__ASSIGNED TASK__:
In the forum thread on Hara surface feeding, what did zozo attach to the microscope?
##### DOCUMENT EXTRACT #####
Posted on PlanetCatfish <"_Hara_ surface feeding video">.

cheers Darrel


----------



## Hendre (11 Oct 2018)

Very pretty fish!

You'll find many fish change colours depending on the environment and conditions. My polypterus and African knives change colours every now and again. But just different shades of olive or brown


----------



## zozo (11 Oct 2018)

I took out the Oldschool microscope and attached an old camera.  To have a look what in that bucket the Hara's go nuts over. I think it are kind of rotifer and there are numerous of them in there, very tiny, if i have to size them with teh naked eye i would say maybe less then 0.10mm but i see them. Anyway they are so small they almost fall through the mesh of a small net. For example can't catch them with a tea strainer mesh. WIth a cloth mesh they stick to the netting. And with a few scoopes i have maybe a few 100.
##### EXCERPTED DATA #####
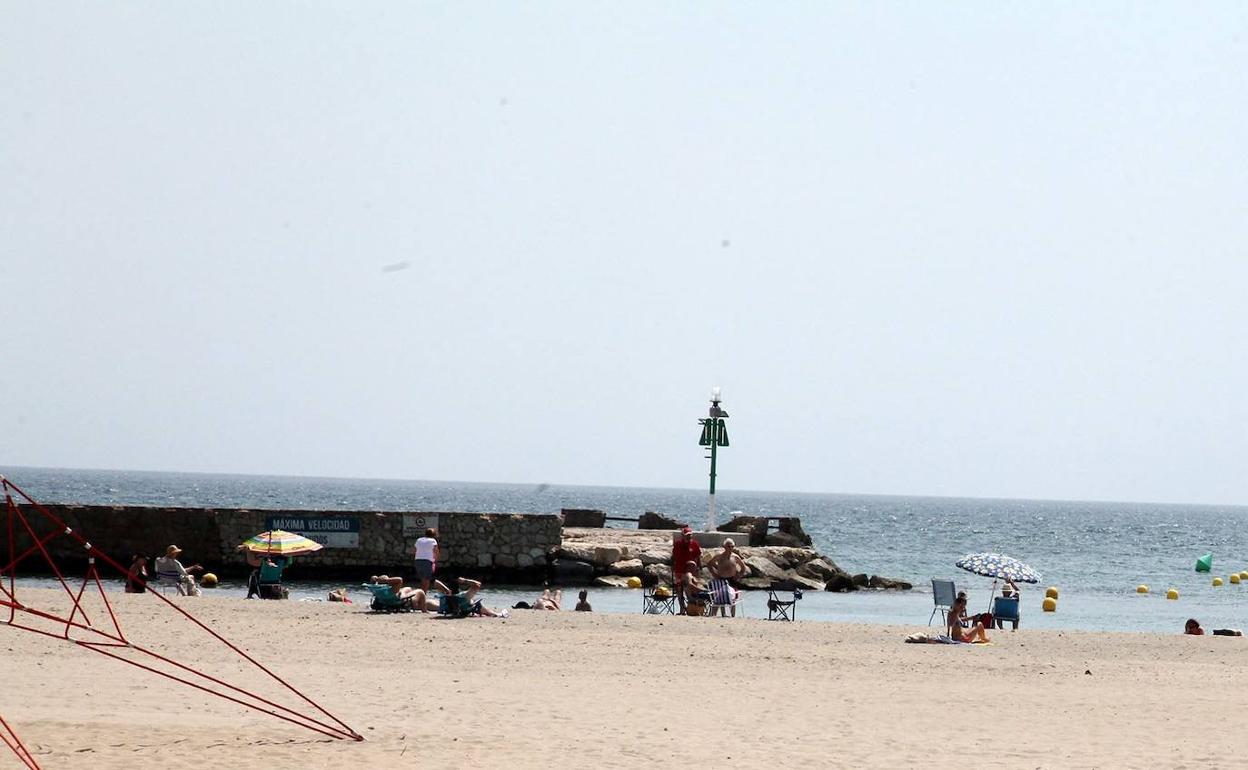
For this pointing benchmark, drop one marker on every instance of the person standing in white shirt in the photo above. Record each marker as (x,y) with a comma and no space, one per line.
(427,554)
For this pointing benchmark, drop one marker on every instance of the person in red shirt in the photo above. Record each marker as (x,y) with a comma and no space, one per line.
(684,550)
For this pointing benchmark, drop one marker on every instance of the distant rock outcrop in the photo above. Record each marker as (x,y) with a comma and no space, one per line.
(653,519)
(610,557)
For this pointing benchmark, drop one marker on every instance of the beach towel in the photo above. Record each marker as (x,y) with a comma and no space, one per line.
(939,639)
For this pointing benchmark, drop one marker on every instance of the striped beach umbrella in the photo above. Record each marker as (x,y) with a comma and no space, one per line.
(281,543)
(997,565)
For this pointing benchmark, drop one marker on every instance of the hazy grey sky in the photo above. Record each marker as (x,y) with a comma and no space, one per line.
(990,248)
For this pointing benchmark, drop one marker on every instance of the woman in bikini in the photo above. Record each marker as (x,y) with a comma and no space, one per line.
(972,633)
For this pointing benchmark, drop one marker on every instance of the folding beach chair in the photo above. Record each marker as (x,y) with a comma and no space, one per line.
(270,580)
(386,600)
(1005,608)
(458,605)
(655,602)
(783,609)
(723,597)
(944,592)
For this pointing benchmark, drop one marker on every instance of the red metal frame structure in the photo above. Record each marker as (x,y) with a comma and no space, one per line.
(109,639)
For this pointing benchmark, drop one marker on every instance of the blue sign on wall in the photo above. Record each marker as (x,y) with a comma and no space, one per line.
(328,531)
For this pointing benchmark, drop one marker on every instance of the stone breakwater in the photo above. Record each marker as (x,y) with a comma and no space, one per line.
(519,548)
(610,557)
(503,547)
#####
__YOUR SOLUTION__:
An old camera.